YOUR INSTRUCTIONS =
Copy every entry word for word, but skip the pictures.

DATA TO PROCESS =
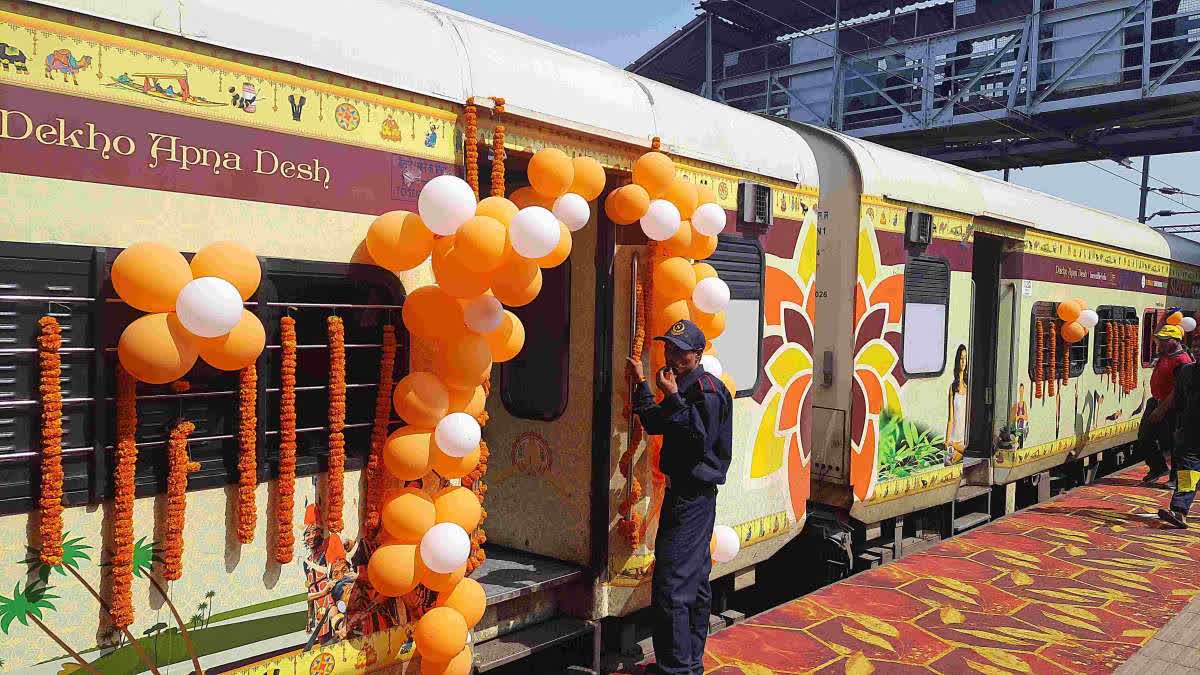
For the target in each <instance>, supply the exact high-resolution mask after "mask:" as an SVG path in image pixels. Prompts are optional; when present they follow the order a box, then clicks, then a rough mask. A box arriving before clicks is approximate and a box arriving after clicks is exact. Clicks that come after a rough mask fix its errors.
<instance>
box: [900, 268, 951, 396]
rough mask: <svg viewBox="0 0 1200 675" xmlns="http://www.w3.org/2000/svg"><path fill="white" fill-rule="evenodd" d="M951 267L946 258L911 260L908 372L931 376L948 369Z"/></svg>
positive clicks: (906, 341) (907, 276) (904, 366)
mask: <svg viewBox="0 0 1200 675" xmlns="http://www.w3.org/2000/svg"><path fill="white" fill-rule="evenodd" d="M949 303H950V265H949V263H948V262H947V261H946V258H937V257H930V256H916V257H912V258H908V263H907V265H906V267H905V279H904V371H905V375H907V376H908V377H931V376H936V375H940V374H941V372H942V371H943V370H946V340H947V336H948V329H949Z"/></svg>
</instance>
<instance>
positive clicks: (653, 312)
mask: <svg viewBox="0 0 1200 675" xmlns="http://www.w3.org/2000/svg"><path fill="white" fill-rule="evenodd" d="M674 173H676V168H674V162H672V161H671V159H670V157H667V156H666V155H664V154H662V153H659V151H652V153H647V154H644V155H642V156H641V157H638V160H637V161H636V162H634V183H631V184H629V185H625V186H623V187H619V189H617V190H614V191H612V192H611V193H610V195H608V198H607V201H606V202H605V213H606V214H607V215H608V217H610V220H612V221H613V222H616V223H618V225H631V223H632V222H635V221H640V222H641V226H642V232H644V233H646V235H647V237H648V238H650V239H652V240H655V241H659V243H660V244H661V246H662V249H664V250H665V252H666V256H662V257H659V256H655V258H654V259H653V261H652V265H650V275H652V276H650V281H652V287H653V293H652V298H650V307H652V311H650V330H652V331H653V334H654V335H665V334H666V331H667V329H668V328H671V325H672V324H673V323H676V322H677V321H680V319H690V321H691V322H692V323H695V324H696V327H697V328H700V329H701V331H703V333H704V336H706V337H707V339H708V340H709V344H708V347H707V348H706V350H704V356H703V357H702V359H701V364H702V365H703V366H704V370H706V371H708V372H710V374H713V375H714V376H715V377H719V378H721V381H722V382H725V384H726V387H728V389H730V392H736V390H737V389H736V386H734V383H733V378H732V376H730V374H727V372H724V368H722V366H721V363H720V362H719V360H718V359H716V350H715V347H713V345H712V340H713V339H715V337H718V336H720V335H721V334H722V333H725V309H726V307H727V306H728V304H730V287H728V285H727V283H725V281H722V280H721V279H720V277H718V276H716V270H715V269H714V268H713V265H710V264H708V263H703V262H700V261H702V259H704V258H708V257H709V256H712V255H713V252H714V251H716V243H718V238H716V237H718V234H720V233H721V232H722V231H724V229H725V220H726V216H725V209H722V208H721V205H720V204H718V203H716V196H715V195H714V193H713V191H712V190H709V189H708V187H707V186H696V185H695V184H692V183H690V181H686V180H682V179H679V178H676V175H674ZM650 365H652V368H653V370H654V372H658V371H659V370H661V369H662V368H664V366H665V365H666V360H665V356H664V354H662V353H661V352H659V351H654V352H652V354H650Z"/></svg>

RESULT =
For the target in each <instance>, supply the exact high-resolution mask after "mask:" as an SVG path in image pixels. Prompts are optional; when present they follow the order a box, then clicks, then a rough mask. A box arriving before clicks is approximate and a box arriving after clicks is exact. Clicks that come after a rough mask fix its errors.
<instance>
box: [900, 268, 951, 396]
rough mask: <svg viewBox="0 0 1200 675" xmlns="http://www.w3.org/2000/svg"><path fill="white" fill-rule="evenodd" d="M951 267L946 258L911 260L908 372L931 376L948 369Z"/></svg>
positive clicks: (906, 341) (907, 276) (904, 366)
mask: <svg viewBox="0 0 1200 675" xmlns="http://www.w3.org/2000/svg"><path fill="white" fill-rule="evenodd" d="M949 303H950V265H949V263H948V262H947V261H946V258H937V257H930V256H916V257H912V258H908V263H907V265H906V267H905V279H904V371H905V375H907V376H908V377H931V376H936V375H940V374H941V372H942V371H943V370H946V340H947V336H948V329H949Z"/></svg>
</instance>
<instance>
positive clicks: (653, 312)
mask: <svg viewBox="0 0 1200 675" xmlns="http://www.w3.org/2000/svg"><path fill="white" fill-rule="evenodd" d="M674 173H676V168H674V162H672V161H671V159H670V157H667V156H666V155H664V154H662V153H659V151H652V153H647V154H644V155H642V156H641V157H638V160H637V161H636V162H634V183H631V184H629V185H625V186H623V187H619V189H617V190H614V191H612V192H611V193H610V195H608V198H607V201H606V202H605V213H606V214H607V215H608V217H610V220H612V221H613V222H616V223H618V225H631V223H632V222H635V221H640V222H641V226H642V232H644V233H646V235H647V237H648V238H650V239H652V240H655V241H659V243H660V244H661V246H662V249H664V250H665V252H666V256H662V257H659V256H655V258H654V259H653V261H652V265H650V275H652V276H650V281H652V287H653V293H652V298H650V307H652V311H650V330H652V331H653V334H654V335H665V334H666V331H667V329H668V328H671V325H672V324H673V323H676V322H677V321H680V319H690V321H691V322H692V323H695V324H696V327H697V328H700V329H701V331H703V333H704V336H706V337H707V339H708V340H709V344H708V347H707V348H706V350H704V356H703V357H702V359H701V364H702V365H703V366H704V370H706V371H708V372H710V374H713V375H714V376H715V377H719V378H721V381H722V382H725V384H726V387H728V389H730V392H736V390H737V389H736V386H734V383H733V378H732V376H730V374H727V372H724V368H722V366H721V363H720V362H719V360H718V359H716V350H715V347H713V345H712V340H713V339H715V337H718V336H720V335H721V334H722V333H725V309H726V307H727V306H728V304H730V287H728V285H727V283H725V281H722V280H721V279H720V277H718V276H716V270H715V269H714V268H713V265H710V264H708V263H703V262H700V261H702V259H704V258H708V257H709V256H712V255H713V252H714V251H716V243H718V238H716V237H718V234H720V233H721V232H722V231H724V229H725V220H726V216H725V209H722V208H721V205H720V204H718V203H716V196H715V195H714V193H713V191H712V190H709V189H708V187H707V186H696V185H695V184H692V183H690V181H686V180H682V179H679V178H676V175H674ZM650 365H652V368H653V370H654V372H658V371H659V370H661V369H662V368H664V366H665V365H666V360H665V356H664V354H662V353H661V352H659V351H654V352H652V354H650Z"/></svg>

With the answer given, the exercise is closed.